◆ **What you are asked to do**: Find each line in the rows below that contains the string "player", matching case exactly, and copy those lines.

◆ **Stored rows**:

** START **

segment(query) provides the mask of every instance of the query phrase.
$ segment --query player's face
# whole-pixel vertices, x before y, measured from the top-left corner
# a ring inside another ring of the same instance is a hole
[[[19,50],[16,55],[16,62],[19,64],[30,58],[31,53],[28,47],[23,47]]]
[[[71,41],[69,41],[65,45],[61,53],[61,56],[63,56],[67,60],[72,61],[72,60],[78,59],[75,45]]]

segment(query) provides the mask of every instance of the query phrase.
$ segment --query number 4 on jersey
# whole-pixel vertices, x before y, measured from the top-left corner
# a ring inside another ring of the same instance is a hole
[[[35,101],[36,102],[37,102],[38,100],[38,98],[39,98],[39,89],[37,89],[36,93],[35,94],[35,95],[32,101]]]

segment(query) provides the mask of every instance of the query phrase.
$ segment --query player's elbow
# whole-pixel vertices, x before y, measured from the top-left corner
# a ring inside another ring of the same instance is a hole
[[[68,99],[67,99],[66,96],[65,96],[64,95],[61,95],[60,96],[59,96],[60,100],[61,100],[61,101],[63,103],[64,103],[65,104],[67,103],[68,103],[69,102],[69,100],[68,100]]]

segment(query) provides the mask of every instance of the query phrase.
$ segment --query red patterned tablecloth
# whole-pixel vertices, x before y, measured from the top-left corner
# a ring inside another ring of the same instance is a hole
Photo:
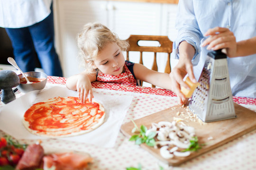
[[[64,86],[66,78],[48,76],[46,88]],[[145,117],[177,104],[175,94],[160,88],[123,85],[94,82],[94,93],[110,95],[132,95],[133,99],[123,123]],[[21,95],[19,93],[17,96]],[[256,100],[234,97],[235,102],[256,111]],[[1,105],[0,104],[0,107]],[[0,136],[5,135],[0,130]],[[188,161],[177,167],[168,166],[139,146],[134,144],[119,132],[114,148],[106,148],[79,142],[59,139],[43,140],[49,150],[72,150],[87,153],[94,159],[91,170],[125,170],[129,167],[142,166],[142,170],[256,170],[256,130]],[[35,140],[21,140],[34,143]]]
[[[48,82],[49,83],[64,85],[66,78],[48,76]],[[118,90],[124,92],[132,92],[148,94],[156,94],[165,96],[177,96],[172,91],[161,88],[151,88],[131,85],[124,85],[114,83],[105,83],[95,82],[92,84],[92,87],[103,89]],[[256,100],[253,98],[233,96],[234,102],[238,104],[256,105]]]

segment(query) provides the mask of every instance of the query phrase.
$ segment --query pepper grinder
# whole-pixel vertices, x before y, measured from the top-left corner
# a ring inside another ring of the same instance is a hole
[[[0,89],[2,89],[1,101],[5,104],[16,98],[12,88],[19,85],[19,78],[11,70],[0,71]]]

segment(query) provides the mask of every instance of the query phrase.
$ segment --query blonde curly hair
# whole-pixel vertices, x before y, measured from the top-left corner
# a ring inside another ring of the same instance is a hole
[[[80,65],[90,73],[95,70],[92,67],[93,60],[108,42],[115,42],[122,51],[126,51],[129,44],[108,27],[100,23],[89,23],[83,26],[77,37],[79,48],[78,60]]]

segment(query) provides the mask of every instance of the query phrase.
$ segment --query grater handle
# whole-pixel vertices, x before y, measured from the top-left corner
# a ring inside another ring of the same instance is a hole
[[[208,52],[207,55],[211,57],[214,60],[227,59],[227,55],[222,52],[222,49],[219,49],[216,51],[212,51]]]

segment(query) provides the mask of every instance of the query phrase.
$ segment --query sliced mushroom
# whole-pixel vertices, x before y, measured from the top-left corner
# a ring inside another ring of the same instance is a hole
[[[176,156],[179,157],[186,157],[190,155],[190,152],[187,151],[184,152],[175,151],[174,152],[174,154]]]
[[[171,127],[173,126],[171,122],[168,122],[168,121],[165,121],[159,122],[158,122],[158,125],[159,125],[159,126],[160,126],[161,127],[168,126],[168,127]]]
[[[181,142],[179,140],[174,141],[173,143],[174,144],[175,144],[180,148],[183,149],[187,149],[189,147],[189,145],[190,144],[190,143],[184,144],[183,142]]]
[[[157,132],[157,136],[156,138],[160,141],[166,141],[167,140],[167,136],[165,136],[165,134],[161,131],[158,131]]]
[[[168,146],[164,146],[160,148],[160,154],[164,158],[170,159],[174,157],[174,155],[168,150]]]
[[[174,146],[174,147],[173,148],[172,148],[172,149],[171,149],[170,150],[170,152],[171,153],[172,153],[176,151],[177,151],[178,150],[178,149],[179,149],[179,148],[177,146]]]
[[[148,136],[148,134],[149,134],[149,133],[150,133],[151,132],[155,132],[155,135],[156,135],[156,129],[151,128],[151,129],[148,129],[146,131],[146,132],[145,133],[145,135],[146,136]]]

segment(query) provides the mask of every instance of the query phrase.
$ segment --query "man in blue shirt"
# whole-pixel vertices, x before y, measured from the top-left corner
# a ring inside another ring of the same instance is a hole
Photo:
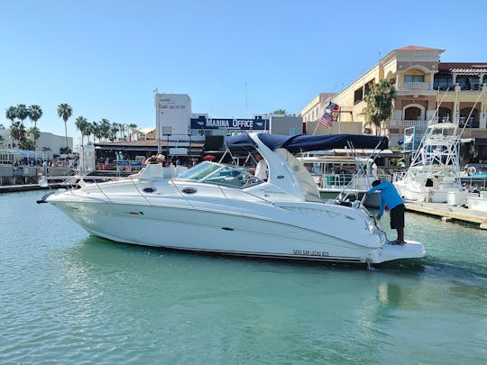
[[[372,188],[366,194],[370,195],[377,190],[381,191],[381,208],[377,219],[381,219],[387,205],[391,211],[391,228],[398,231],[398,240],[394,243],[404,244],[404,201],[394,186],[388,181],[372,181]]]

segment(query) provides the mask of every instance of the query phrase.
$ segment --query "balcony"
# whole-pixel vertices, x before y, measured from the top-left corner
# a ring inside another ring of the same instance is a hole
[[[419,89],[419,90],[430,90],[431,87],[427,82],[405,82],[399,86],[400,89]]]
[[[390,126],[391,127],[401,127],[401,128],[409,128],[409,127],[426,127],[427,126],[430,121],[408,121],[408,120],[391,120]],[[434,123],[436,120],[435,118]]]
[[[433,90],[431,85],[428,82],[405,82],[404,84],[398,84],[397,88],[398,96],[411,96],[411,95],[435,95],[436,91]]]

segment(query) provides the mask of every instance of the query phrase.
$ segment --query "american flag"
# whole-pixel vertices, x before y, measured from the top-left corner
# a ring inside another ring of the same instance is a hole
[[[319,118],[319,123],[326,128],[331,128],[333,125],[333,115],[329,113],[325,113],[323,116]]]

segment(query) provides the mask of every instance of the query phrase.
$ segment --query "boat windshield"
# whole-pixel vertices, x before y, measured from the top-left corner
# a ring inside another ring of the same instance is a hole
[[[195,180],[208,184],[225,185],[239,188],[260,184],[262,180],[255,178],[244,168],[204,161],[178,176],[178,178]]]

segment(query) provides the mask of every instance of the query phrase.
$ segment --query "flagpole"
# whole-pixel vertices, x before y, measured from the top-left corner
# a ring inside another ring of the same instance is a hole
[[[315,127],[315,130],[313,131],[313,134],[311,134],[311,135],[315,135],[315,133],[317,132],[317,127],[319,126],[319,124],[321,124],[321,123],[319,123],[319,121],[317,122],[317,126]]]
[[[338,106],[338,133],[342,133],[342,107]]]

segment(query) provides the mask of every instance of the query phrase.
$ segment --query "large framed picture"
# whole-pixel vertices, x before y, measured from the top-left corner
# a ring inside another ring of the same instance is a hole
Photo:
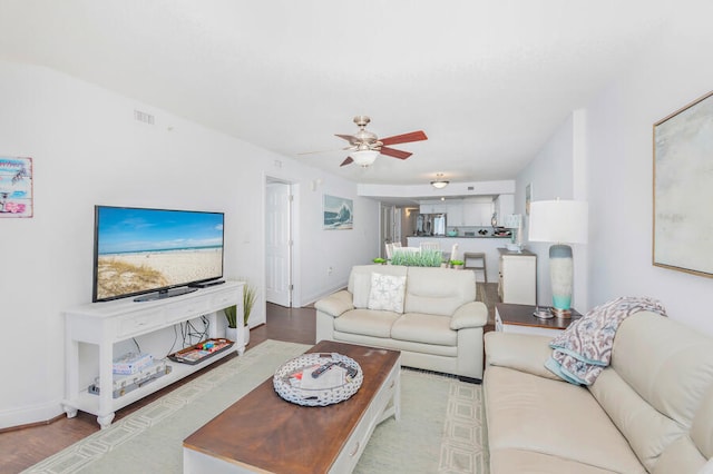
[[[351,199],[324,195],[323,215],[325,230],[354,227],[354,204]]]
[[[713,92],[654,124],[653,265],[713,277]]]
[[[32,217],[32,158],[0,157],[2,217]]]

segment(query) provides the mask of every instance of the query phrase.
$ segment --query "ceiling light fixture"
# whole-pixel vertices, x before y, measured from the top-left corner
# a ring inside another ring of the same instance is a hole
[[[377,160],[377,157],[379,156],[379,150],[370,150],[370,149],[356,150],[350,154],[349,156],[352,157],[352,159],[356,165],[367,168],[368,166],[373,165],[373,162]]]
[[[433,186],[436,189],[443,189],[446,186],[448,186],[447,180],[443,179],[443,174],[439,172],[438,175],[436,175],[436,180],[431,181],[431,186]]]

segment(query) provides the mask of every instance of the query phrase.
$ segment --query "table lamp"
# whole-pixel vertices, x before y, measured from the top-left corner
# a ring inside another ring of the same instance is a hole
[[[567,244],[587,243],[587,203],[540,200],[530,203],[529,241],[556,243],[549,247],[549,278],[553,289],[551,313],[572,317],[574,264]]]

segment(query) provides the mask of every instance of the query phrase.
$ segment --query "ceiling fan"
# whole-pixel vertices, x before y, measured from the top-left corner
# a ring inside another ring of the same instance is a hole
[[[371,119],[367,116],[354,117],[354,124],[359,127],[359,131],[354,135],[340,135],[335,134],[339,138],[349,141],[349,147],[344,150],[350,150],[349,157],[342,161],[340,166],[351,165],[355,162],[362,167],[368,167],[374,162],[377,157],[387,155],[393,158],[407,159],[412,154],[409,151],[397,150],[390,148],[389,145],[408,144],[410,141],[428,140],[428,137],[422,130],[412,131],[410,134],[395,135],[388,138],[379,138],[375,134],[367,130],[367,125]]]

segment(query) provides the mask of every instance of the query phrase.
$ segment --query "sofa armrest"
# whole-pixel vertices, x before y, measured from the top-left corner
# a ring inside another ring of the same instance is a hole
[[[332,317],[340,317],[343,313],[354,309],[352,294],[345,289],[336,292],[322,298],[314,304],[314,307]]]
[[[545,368],[545,362],[551,356],[551,337],[531,334],[487,333],[486,365],[514,368],[540,377],[560,381]]]
[[[453,330],[465,327],[482,327],[488,323],[488,307],[482,302],[470,302],[460,306],[450,318]]]

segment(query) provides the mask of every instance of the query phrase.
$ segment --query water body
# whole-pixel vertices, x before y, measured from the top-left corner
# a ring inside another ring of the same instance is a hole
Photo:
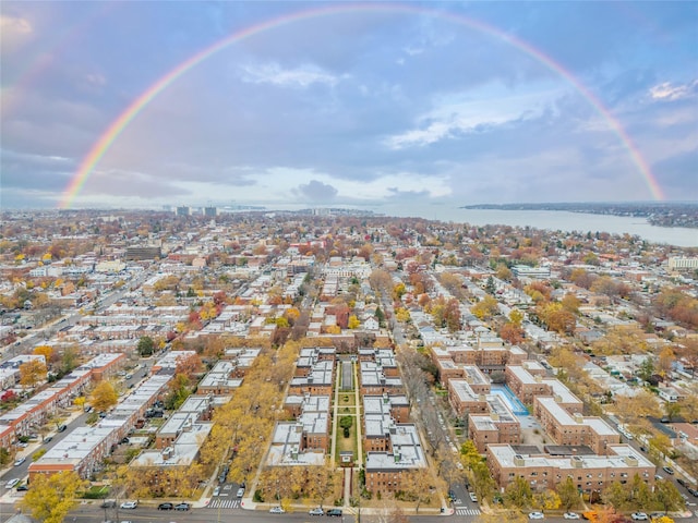
[[[655,227],[639,217],[591,215],[563,210],[460,209],[452,205],[380,206],[371,208],[386,216],[418,217],[471,226],[504,224],[549,231],[631,234],[652,243],[698,247],[698,230]]]

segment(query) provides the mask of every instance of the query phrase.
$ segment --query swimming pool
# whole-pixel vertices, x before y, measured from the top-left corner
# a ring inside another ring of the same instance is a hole
[[[528,409],[526,409],[526,405],[521,403],[521,400],[519,400],[506,385],[493,385],[490,387],[490,391],[491,393],[497,394],[502,398],[507,406],[512,409],[512,412],[517,416],[528,415]]]

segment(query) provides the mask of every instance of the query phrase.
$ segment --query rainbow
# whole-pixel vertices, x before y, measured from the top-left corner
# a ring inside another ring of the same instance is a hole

** END **

◆ **Output**:
$ segment --query player's face
$ segment --query player's elbow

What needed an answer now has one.